* [JOB]:
Please quote only the lines that start at the one with "Guideline: one keypoint for each instance of the tower" and go on to the last line of the data, both ends kept.

* [EXTRACTED DATA]:

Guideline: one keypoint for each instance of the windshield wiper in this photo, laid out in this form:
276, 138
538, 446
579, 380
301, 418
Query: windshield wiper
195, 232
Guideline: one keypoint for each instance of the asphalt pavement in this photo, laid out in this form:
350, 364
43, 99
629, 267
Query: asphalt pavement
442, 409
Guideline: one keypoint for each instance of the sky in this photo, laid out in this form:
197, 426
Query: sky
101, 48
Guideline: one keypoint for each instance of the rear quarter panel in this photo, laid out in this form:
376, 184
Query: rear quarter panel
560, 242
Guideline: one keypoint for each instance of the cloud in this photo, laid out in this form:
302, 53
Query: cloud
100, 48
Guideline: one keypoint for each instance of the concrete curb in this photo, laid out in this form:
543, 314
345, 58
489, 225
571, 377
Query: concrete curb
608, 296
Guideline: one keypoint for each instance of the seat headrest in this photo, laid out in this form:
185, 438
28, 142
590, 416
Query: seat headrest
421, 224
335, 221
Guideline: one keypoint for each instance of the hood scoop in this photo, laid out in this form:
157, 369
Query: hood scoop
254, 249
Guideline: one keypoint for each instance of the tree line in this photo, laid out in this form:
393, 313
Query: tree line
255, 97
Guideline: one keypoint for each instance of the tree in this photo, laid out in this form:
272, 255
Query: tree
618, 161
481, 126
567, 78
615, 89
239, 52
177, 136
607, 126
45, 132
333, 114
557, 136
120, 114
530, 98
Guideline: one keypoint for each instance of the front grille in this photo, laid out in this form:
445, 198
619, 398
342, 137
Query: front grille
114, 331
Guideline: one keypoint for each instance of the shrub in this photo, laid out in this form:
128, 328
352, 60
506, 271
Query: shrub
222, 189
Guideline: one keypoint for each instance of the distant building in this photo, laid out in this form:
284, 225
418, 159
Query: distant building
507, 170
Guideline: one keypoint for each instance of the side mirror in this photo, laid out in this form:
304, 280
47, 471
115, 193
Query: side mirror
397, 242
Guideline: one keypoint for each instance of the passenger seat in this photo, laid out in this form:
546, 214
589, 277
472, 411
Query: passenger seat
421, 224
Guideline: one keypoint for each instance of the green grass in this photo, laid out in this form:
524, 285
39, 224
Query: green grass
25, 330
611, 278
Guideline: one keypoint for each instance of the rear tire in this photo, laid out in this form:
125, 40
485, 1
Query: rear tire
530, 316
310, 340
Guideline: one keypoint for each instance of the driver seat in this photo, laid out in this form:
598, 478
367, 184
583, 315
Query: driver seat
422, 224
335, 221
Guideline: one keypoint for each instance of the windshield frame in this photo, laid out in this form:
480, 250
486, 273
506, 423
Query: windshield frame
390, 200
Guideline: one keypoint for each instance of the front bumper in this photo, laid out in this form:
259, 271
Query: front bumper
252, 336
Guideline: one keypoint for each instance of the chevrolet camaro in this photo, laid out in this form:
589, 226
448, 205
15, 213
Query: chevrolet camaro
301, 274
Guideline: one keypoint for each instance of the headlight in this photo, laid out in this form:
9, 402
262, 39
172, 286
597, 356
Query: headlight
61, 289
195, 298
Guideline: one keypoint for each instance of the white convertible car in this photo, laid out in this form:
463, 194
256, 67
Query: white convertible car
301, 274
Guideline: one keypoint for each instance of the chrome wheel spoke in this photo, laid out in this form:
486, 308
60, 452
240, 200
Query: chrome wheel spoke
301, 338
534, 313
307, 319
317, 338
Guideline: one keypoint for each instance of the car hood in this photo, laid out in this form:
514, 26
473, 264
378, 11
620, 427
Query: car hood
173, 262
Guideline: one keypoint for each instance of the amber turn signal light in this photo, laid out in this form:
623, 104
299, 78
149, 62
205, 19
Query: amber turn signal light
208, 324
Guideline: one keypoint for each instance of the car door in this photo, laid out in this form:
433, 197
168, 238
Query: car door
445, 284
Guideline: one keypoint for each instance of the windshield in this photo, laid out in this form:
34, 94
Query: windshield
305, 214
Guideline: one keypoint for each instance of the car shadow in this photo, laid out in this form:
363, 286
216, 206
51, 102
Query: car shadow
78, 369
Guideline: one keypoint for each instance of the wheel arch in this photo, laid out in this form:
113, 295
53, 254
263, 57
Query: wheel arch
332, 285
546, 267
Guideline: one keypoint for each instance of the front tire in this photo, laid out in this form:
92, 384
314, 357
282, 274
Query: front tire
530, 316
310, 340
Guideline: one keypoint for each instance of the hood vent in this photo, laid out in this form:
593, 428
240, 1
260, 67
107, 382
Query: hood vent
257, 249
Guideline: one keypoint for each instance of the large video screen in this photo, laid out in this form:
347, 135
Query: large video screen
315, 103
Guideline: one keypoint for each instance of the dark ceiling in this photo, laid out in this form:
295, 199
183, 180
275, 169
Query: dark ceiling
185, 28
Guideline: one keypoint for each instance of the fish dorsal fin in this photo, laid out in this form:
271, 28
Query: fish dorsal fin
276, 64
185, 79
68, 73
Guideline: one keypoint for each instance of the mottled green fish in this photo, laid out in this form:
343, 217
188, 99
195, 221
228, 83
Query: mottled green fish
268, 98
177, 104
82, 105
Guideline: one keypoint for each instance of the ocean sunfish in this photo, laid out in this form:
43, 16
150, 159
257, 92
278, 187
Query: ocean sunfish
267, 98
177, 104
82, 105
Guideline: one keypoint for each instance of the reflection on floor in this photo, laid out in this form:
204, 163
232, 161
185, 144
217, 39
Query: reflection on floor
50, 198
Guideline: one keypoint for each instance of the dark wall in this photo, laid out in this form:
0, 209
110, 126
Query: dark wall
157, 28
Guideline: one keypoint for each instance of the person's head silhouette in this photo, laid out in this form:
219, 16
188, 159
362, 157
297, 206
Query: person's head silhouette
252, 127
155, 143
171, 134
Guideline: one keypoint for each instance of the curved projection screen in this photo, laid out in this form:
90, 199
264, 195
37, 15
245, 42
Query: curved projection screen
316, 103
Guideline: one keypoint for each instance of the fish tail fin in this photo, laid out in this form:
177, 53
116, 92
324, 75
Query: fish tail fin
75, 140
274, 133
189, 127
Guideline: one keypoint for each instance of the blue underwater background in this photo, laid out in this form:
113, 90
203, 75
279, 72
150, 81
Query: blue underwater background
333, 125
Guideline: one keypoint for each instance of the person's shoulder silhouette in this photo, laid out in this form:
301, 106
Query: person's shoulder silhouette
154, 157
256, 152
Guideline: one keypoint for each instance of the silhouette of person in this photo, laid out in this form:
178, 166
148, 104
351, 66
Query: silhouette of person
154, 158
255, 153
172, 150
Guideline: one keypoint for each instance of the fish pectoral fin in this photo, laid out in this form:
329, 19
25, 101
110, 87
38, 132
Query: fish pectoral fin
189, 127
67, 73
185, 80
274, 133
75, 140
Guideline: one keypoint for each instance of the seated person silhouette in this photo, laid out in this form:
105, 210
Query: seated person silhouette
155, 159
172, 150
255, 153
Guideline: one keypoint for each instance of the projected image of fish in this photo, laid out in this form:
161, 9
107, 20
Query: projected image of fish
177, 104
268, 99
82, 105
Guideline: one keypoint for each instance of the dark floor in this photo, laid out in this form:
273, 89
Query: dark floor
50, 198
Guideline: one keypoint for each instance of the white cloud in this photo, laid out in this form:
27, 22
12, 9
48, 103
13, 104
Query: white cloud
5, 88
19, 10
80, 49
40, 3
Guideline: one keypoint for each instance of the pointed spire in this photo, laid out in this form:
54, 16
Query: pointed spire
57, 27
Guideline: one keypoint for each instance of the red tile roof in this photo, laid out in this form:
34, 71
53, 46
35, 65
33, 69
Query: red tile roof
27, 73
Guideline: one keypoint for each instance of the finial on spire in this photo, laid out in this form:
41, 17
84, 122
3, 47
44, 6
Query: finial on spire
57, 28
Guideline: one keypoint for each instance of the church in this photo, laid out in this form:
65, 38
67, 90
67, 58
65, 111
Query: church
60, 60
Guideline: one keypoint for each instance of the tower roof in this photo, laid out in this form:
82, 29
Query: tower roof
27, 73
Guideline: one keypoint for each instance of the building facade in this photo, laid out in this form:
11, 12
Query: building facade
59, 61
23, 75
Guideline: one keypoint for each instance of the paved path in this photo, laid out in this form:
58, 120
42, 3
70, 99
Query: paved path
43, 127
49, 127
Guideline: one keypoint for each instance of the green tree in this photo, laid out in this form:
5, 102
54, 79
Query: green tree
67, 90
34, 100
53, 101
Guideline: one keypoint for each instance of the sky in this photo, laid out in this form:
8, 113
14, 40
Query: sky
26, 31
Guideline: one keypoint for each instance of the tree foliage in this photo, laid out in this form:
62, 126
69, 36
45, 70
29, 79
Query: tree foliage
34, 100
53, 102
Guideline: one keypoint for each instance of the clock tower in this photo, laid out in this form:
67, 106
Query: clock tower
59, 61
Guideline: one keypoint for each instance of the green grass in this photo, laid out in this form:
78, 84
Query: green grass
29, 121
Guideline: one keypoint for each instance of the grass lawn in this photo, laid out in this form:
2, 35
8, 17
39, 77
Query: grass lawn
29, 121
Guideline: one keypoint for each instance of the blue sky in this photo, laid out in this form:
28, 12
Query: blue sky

* [PROBLEM SOLUTION]:
Guideline: one keypoint for each instance of the tower roof in this photo, laid out in this form:
82, 29
Query: tower roof
27, 73
Guideline: one keypoint for each instance of the building facade in this photo, laid out in this form:
11, 12
Query: building facade
59, 61
23, 75
Guideline: one keypoint for each instance of the paved path in this photo, laid out in this form:
58, 120
42, 3
70, 99
Query: paved path
43, 127
49, 127
Guideline: one keypoint for each instance of the green tree in this photo, laid out in this form:
5, 102
54, 79
Query: green tree
67, 90
34, 100
53, 101
Guideline: one keypoint for each instance of the sky in this photo, laid out in this form:
8, 113
14, 40
Query: sky
26, 31
Guideline: one keypoint for each instance of the tree foliage in this photo, laid out in this form:
62, 126
69, 36
45, 70
29, 79
Query: tree foliage
34, 100
53, 102
Guideline: one keypoint for each instance of the clock tower in this photo, laid out in this form:
67, 106
Query: clock tower
59, 61
Guideline: one keypoint for each instance of the green grass in this photo, laid out in this form:
78, 84
Query: green grass
29, 121
Guideline: one keypoint for each instance of the grass lawn in this photo, laid out in this form:
2, 35
8, 17
39, 77
Query: grass lawn
29, 121
Guideline: one keypoint for each instance of the blue sky in this photo, laid out in this form:
28, 12
Query: blue sky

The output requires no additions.